---------- DATA TO PROCESS

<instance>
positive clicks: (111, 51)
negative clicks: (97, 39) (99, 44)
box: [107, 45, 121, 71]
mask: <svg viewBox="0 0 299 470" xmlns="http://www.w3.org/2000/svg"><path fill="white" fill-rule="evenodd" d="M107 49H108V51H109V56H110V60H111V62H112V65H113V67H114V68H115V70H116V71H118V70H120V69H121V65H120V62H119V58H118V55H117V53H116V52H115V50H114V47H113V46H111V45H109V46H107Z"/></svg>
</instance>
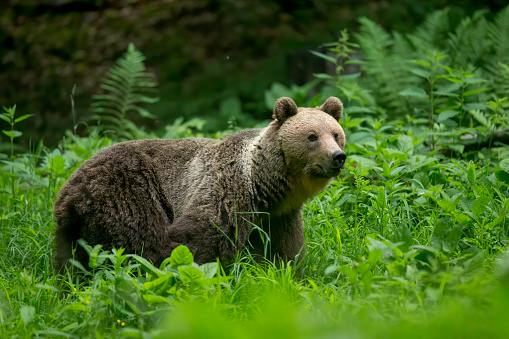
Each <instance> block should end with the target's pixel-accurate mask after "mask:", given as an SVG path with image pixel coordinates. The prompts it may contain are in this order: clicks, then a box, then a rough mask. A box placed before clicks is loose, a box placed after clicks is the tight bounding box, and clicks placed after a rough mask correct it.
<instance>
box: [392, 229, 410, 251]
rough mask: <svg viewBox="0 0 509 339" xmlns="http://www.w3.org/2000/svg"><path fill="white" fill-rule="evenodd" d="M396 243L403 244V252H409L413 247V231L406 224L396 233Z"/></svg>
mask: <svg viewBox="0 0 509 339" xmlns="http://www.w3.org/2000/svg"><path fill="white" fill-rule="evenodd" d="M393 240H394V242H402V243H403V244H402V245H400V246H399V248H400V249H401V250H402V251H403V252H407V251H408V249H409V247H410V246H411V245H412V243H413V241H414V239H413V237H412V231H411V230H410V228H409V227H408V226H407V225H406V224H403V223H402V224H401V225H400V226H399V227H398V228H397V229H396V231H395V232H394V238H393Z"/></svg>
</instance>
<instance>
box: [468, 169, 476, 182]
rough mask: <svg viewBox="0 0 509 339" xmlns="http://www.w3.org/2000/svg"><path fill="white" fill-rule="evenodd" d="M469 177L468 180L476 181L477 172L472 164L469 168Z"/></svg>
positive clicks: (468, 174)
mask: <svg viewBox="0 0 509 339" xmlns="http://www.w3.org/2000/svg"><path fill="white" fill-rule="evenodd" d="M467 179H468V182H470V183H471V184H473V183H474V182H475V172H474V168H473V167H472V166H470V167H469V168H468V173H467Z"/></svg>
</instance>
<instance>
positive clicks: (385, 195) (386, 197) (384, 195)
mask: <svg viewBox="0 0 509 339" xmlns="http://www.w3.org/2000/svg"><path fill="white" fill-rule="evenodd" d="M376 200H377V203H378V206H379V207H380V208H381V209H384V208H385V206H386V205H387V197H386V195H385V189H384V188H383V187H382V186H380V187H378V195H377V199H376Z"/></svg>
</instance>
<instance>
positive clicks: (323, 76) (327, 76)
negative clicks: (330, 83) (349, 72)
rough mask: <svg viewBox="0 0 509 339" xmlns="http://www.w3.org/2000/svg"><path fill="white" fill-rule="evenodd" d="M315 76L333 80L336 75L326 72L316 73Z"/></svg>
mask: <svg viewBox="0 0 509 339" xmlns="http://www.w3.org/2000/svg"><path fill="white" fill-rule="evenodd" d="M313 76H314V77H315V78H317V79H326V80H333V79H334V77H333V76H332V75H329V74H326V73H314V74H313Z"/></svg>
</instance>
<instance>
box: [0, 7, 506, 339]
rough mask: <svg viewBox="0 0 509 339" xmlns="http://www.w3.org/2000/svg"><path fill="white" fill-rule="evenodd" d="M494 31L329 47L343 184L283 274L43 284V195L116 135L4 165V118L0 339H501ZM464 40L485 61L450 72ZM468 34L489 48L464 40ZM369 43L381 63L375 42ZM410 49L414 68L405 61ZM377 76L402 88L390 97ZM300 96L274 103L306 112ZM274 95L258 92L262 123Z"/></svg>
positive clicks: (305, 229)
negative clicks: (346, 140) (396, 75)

--------------------

## WHAT THIS TASK INVOLVES
Please rewrite the data from its first line through the line that contains "box: [107, 45, 121, 71]" as a JSON list of strings, one string per line, with blank lines omitted.

## WRITTEN ANSWER
[
  "<instance>",
  "positive clicks: (111, 51)",
  "negative clicks: (97, 39) (99, 44)",
  "box: [107, 45, 121, 71]"
]